A digitalização é o ápice da conveniência, mas o vinil é o ápice da experiência - Jay Miller
Sempre gostei de olhar para o passado e tirar dele minhas referências. É claro que isso é absolutamente normal afinal de contas, o que é o presente além de um amontoado de coisas feitas anteriormente? Todos os filmes, músicas ou meus livros favoritos tinham décadas e décadas de idade e nada da atualidade me interessava, não sei explicar ao certo, mas sempre senti certa conexão e emoção com o antigo, como se eu tivesse uma memória afetiva com algo que não vivenciei. Esse sentimento era meio desequilibrado e fazia com que eu me sentisse deslocada do agora e das pessoas. Levou um tempo até que eu compreendesse que era possível ser feliz nos dois mundos, no passado e no presente, e que as minhas referências era uma das coisas que fazia as pessoas gostarem de mim, e não o contrário.
E foi por sentir saudade de coisas que eu nunca experienciei que engatei um papo com um cara, anos atrás, enquanto comia um pastel de procedência duvidosa em um bar de esquina. A amizade se desenrolou, um breve affair em seguida… Foi no quarto amontoado dele que escutei um vinil pela primeira vez, se não me falha a memória, era um do começo da carreira do Titãs. Meu interesse pelo boy se dissipou rapidamente, mas em contrapartida o amor pelo chiadinho do som do vinil se fortaleceu.

◆ TAREFA PROPOSTA A
Redigite o trecho do texto sobre o vinil que começa em "A digitalização é" e vai até "não o contrário.", incluindo esse final.
◆ TAREFA PROPOSTA B
No texto sobre o vinil, de que banda era o primeiro vinil que quem narra escutou?

◆ SEÇÃO DE DADOS

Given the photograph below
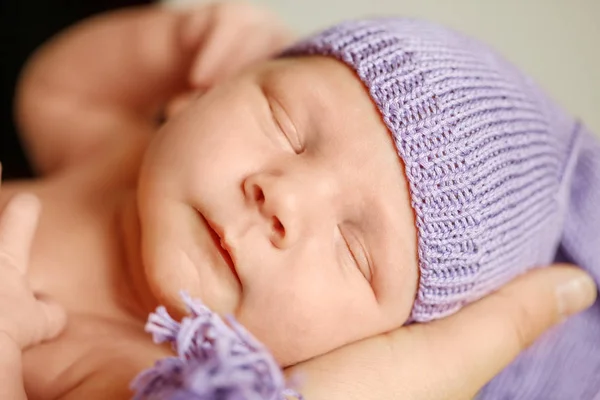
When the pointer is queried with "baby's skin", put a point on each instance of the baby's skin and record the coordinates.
(276, 195)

◆ RESPOSTA DO EXERCÍCIO A
A digitalização é o ápice da conveniência, mas o vinil é o ápice da experiência - Jay Miller
Sempre gostei de olhar para o passado e tirar dele minhas referências. É claro que isso é absolutamente normal afinal de contas, o que é o presente além de um amontoado de coisas feitas anteriormente? Todos os filmes, músicas ou meus livros favoritos tinham décadas e décadas de idade e nada da atualidade me interessava, não sei explicar ao certo, mas sempre senti certa conexão e emoção com o antigo, como se eu tivesse uma memória afetiva com algo que não vivenciei. Esse sentimento era meio desequilibrado e fazia com que eu me sentisse deslocada do agora e das pessoas. Levou um tempo até que eu compreendesse que era possível ser feliz nos dois mundos, no passado e no presente, e que as minhas referências era uma das coisas que fazia as pessoas gostarem de mim, e não o contrário.

◆ RESPOSTA DO EXERCÍCIO B
Do Titãs: era um disco do começo da carreira da banda.